Problem to solve —
Exactly one number should make up the answer: how many lines of the listing contain the string "clicks".

*** Begin section ***

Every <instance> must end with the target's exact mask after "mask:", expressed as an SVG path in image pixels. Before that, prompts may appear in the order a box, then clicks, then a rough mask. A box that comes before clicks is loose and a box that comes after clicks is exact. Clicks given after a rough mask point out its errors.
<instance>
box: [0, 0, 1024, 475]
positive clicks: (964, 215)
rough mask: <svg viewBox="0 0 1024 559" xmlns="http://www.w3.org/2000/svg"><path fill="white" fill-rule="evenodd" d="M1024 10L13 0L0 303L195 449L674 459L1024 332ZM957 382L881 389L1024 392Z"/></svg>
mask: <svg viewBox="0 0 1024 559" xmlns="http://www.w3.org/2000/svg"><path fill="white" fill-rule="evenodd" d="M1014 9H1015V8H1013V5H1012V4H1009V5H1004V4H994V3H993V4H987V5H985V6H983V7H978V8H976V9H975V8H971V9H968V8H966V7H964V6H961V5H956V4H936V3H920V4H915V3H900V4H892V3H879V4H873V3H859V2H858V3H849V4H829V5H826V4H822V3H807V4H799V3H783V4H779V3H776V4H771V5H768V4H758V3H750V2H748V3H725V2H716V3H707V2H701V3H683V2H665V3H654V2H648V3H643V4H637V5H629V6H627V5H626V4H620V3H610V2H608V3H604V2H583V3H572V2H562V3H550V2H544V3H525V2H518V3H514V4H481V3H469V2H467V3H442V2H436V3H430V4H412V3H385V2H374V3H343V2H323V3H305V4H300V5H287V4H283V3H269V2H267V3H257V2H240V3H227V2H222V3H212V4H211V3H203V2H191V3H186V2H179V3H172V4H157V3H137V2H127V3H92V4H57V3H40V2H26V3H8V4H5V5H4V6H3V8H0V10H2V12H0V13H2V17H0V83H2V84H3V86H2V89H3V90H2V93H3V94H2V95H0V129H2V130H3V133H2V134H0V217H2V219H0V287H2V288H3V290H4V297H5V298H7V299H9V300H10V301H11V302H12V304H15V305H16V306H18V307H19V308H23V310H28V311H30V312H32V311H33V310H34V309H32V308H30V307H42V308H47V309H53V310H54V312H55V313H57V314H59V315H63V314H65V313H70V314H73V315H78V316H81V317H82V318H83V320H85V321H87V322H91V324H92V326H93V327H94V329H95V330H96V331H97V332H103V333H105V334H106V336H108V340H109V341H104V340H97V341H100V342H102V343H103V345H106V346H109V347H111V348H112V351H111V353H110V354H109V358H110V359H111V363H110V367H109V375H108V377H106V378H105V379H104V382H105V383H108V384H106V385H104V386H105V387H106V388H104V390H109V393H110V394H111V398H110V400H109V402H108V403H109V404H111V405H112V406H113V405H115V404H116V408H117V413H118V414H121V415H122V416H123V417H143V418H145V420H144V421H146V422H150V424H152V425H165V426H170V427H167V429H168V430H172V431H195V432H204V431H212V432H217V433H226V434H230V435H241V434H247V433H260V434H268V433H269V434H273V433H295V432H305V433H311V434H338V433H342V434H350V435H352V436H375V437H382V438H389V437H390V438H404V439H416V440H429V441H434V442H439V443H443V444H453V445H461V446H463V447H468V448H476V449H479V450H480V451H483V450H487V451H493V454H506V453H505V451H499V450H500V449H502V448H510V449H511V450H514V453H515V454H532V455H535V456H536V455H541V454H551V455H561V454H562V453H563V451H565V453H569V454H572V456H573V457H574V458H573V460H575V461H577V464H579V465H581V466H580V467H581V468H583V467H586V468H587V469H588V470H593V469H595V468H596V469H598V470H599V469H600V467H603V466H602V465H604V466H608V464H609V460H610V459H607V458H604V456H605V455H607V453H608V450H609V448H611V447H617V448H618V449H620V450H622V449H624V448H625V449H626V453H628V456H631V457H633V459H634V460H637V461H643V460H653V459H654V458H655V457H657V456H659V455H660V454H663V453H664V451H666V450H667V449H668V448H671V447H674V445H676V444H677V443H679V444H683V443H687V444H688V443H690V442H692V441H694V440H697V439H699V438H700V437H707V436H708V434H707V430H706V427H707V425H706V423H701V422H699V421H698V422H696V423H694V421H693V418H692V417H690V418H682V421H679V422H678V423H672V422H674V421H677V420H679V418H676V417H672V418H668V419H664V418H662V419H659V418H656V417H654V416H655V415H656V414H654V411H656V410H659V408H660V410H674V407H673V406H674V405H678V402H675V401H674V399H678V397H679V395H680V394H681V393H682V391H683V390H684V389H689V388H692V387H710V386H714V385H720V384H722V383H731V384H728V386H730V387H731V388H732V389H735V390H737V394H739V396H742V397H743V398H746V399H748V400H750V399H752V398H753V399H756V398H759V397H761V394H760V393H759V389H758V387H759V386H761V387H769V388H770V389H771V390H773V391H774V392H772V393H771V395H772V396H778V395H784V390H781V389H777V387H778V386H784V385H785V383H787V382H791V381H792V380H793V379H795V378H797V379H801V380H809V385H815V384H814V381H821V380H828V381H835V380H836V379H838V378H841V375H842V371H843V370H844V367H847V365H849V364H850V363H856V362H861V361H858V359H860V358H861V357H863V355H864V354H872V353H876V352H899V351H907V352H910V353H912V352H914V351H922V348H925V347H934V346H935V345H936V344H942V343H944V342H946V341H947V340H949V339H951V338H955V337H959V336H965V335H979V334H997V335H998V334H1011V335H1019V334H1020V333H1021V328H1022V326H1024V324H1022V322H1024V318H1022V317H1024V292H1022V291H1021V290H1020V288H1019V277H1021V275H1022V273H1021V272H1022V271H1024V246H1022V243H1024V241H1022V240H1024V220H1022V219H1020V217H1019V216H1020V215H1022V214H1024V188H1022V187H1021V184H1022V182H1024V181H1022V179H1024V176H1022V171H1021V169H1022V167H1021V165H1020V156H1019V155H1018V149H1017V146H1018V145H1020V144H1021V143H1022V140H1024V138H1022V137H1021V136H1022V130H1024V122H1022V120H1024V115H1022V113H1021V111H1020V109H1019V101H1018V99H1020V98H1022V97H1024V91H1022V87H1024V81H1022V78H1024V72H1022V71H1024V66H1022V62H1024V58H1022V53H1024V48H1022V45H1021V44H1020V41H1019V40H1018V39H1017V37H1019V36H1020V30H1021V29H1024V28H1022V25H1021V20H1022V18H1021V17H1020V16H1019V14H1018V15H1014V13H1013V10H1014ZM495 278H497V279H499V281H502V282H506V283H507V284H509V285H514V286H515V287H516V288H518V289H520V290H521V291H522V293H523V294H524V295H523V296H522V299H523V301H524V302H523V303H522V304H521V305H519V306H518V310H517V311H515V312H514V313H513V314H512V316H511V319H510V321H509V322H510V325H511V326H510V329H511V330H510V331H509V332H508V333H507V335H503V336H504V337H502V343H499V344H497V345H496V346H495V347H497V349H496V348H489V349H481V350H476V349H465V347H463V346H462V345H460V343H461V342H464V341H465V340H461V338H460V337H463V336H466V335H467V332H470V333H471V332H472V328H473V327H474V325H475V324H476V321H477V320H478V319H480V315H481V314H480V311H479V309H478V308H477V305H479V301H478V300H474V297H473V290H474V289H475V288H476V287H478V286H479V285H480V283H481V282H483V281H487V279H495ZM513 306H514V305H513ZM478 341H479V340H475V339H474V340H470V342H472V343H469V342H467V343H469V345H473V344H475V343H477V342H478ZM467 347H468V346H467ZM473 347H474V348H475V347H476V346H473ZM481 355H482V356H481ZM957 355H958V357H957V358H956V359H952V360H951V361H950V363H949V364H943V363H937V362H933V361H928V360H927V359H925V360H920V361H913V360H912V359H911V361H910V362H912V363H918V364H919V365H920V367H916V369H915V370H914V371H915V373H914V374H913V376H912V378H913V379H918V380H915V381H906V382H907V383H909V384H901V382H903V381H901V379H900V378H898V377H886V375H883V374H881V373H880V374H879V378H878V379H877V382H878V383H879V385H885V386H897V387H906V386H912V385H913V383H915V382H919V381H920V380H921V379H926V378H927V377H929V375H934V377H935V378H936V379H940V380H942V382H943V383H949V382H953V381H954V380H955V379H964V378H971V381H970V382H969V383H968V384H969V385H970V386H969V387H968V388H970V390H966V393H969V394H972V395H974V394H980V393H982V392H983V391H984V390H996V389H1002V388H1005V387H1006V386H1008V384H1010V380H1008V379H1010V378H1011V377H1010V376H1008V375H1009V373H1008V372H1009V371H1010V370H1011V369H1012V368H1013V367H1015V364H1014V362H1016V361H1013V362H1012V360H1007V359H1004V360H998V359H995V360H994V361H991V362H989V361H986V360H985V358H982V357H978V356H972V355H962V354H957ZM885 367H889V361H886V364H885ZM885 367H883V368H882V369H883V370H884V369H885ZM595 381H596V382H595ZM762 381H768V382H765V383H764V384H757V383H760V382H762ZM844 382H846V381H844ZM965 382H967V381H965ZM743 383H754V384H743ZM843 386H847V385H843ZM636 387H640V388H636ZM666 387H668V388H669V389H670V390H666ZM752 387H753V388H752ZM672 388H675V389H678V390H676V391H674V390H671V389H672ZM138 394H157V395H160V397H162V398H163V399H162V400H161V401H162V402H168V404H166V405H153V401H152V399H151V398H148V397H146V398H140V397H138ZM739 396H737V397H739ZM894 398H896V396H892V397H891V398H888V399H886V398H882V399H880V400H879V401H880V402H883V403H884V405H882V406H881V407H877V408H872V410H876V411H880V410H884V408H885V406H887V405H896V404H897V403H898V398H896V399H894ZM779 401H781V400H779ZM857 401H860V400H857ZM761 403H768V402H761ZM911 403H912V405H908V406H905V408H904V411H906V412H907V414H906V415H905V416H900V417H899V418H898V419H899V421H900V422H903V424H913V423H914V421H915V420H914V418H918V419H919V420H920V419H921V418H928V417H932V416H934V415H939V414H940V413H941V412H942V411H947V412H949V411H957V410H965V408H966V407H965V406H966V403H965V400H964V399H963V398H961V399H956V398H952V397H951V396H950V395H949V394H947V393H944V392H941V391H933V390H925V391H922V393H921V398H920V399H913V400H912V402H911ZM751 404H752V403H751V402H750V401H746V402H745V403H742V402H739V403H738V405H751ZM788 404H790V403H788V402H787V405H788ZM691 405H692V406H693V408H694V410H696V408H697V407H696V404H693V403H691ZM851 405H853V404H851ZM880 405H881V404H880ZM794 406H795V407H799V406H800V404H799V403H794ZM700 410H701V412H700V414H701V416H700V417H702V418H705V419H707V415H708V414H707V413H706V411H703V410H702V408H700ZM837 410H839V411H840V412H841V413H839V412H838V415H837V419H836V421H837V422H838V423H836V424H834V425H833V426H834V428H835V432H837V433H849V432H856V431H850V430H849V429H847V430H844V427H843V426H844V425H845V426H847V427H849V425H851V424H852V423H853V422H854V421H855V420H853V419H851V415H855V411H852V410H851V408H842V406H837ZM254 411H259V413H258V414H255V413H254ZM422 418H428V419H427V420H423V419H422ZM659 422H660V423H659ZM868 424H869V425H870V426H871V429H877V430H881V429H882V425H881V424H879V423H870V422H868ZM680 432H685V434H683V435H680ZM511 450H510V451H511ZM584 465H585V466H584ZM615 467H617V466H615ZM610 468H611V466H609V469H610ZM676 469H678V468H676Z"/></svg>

*** End section ***

Your solution —
2